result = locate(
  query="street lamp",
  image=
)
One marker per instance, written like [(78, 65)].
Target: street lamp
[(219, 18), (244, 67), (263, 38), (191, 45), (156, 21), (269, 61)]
┄┄┄┄┄┄┄┄┄┄
### What to do
Copy out the full material exactly as it appears.

### Problem solution
result = locate(
  query="street lamp",
  image=
)
One marker per instance, written like [(78, 65)].
Target: street lamp
[(219, 18), (244, 67), (263, 38), (191, 45), (156, 21), (269, 61)]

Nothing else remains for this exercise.